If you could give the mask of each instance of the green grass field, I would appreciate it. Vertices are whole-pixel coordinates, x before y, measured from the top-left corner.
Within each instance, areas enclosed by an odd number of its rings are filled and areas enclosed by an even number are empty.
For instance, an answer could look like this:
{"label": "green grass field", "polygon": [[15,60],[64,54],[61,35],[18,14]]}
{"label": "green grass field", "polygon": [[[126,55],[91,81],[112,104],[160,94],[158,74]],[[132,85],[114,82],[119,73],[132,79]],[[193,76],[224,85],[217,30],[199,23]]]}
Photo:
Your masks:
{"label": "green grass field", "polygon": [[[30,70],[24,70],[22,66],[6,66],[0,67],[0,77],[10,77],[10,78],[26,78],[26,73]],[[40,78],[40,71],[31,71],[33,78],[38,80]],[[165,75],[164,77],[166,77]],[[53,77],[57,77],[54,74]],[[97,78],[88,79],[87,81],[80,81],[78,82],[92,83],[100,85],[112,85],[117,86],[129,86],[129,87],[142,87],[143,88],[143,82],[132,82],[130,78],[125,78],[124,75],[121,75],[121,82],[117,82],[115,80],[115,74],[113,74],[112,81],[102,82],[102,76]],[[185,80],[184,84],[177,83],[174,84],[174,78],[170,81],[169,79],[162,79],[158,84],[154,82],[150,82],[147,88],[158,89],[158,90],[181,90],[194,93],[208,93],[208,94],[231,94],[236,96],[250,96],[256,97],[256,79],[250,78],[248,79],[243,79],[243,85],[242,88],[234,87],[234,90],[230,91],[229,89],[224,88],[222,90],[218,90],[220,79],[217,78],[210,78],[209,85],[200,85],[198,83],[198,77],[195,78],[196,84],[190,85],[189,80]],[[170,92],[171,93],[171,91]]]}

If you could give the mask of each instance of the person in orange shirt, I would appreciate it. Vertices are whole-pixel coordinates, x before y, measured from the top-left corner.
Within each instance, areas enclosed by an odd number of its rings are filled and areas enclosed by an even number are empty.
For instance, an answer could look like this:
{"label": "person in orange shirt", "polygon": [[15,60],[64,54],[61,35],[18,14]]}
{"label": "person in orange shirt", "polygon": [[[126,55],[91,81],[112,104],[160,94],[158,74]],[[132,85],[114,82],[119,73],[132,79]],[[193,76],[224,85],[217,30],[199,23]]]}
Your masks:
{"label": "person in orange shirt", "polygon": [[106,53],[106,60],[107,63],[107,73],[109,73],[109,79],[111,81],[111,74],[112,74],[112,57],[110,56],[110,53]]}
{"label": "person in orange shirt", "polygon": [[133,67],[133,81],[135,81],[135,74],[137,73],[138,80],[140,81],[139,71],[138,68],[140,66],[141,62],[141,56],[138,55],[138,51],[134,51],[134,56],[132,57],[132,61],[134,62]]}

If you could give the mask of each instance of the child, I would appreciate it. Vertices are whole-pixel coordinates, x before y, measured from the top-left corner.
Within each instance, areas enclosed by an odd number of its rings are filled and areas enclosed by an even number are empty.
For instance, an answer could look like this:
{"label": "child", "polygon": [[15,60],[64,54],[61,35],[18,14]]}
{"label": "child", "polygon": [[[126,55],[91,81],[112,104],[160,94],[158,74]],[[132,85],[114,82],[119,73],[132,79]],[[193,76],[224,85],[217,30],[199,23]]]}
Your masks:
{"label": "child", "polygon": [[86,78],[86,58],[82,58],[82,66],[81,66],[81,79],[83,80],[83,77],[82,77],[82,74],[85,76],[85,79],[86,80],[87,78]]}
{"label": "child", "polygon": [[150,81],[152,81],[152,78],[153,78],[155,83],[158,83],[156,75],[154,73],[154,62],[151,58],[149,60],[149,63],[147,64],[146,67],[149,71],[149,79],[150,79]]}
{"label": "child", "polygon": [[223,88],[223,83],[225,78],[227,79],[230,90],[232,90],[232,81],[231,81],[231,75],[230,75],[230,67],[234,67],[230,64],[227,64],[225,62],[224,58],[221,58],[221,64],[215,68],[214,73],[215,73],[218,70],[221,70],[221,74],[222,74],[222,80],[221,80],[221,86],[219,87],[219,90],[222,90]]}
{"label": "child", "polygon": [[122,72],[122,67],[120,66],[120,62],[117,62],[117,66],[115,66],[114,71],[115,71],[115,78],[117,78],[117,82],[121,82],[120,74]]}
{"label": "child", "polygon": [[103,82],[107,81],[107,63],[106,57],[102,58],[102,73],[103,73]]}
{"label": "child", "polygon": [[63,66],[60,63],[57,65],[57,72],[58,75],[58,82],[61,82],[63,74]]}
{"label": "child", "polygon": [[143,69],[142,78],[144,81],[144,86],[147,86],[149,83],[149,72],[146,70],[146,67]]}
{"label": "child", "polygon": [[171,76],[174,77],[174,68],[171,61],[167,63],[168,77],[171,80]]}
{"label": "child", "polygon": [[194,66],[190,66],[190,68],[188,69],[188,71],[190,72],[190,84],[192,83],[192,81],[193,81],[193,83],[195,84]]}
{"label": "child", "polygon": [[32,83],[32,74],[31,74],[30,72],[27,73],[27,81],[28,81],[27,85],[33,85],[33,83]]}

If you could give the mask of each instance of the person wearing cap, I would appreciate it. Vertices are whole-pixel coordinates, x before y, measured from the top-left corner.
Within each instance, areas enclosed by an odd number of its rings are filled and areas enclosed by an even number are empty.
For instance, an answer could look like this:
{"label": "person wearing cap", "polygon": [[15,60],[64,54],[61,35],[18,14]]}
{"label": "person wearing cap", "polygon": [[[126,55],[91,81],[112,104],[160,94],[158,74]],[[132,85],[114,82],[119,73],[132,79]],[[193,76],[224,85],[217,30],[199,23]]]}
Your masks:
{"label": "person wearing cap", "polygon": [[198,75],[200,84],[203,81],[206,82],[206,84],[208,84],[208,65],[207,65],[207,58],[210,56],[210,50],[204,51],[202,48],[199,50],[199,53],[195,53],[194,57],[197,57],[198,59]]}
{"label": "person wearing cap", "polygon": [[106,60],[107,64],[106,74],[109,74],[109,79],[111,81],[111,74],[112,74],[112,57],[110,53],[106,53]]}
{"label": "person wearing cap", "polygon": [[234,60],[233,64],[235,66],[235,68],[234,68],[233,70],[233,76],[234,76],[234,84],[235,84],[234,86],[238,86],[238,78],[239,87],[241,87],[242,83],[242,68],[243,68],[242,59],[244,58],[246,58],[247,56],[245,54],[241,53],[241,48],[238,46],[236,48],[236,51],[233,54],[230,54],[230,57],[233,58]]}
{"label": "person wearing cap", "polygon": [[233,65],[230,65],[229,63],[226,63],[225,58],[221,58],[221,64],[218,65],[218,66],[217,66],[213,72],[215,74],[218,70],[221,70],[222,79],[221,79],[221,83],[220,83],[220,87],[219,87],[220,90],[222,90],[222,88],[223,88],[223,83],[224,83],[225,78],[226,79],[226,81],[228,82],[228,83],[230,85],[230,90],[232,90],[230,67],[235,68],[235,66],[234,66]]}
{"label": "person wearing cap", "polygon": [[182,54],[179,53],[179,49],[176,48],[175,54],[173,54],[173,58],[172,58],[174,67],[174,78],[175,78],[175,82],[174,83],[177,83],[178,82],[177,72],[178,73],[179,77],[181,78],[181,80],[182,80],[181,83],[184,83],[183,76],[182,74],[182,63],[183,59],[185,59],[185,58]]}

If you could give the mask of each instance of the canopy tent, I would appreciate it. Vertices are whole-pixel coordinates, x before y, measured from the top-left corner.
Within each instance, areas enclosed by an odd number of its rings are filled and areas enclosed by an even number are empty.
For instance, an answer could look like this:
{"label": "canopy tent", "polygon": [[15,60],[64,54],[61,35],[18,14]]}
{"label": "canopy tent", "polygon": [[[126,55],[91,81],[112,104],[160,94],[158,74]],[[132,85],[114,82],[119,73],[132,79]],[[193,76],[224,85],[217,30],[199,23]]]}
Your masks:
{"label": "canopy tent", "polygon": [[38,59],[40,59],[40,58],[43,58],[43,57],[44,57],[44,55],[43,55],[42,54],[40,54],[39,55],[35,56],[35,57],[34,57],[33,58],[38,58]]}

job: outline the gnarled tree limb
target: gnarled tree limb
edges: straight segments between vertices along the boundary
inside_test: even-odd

Exercise objective: Repeat exactly the lines from the line containing "of the canopy" through the end of the listing above; both boundary lines are part of the output.

Result for this exercise:
If you could give the mask of each instance of the canopy tent, I would appreciate it. Vertices are whole-pixel coordinates, x before y, measured from the top-left corner.
Within each instance, areas enclosed by an odd number of its rings are filled and areas enclosed by an even number are empty.
For instance, an answer could look like this:
{"label": "canopy tent", "polygon": [[15,60],[64,54],[61,35],[18,14]]}
{"label": "canopy tent", "polygon": [[[126,55],[91,81],[112,104],[160,94],[158,74]],[[132,85],[114,82],[119,73],[132,79]],[[193,76],[224,85],[217,30],[199,23]]]}
Your masks:
{"label": "canopy tent", "polygon": [[38,59],[40,59],[40,58],[43,58],[43,57],[44,57],[44,55],[43,55],[42,54],[40,54],[39,55],[35,56],[35,57],[34,57],[33,58],[38,58]]}

job: outline the gnarled tree limb
target: gnarled tree limb
edges: straight segments between vertices along the boundary
inside_test: even-odd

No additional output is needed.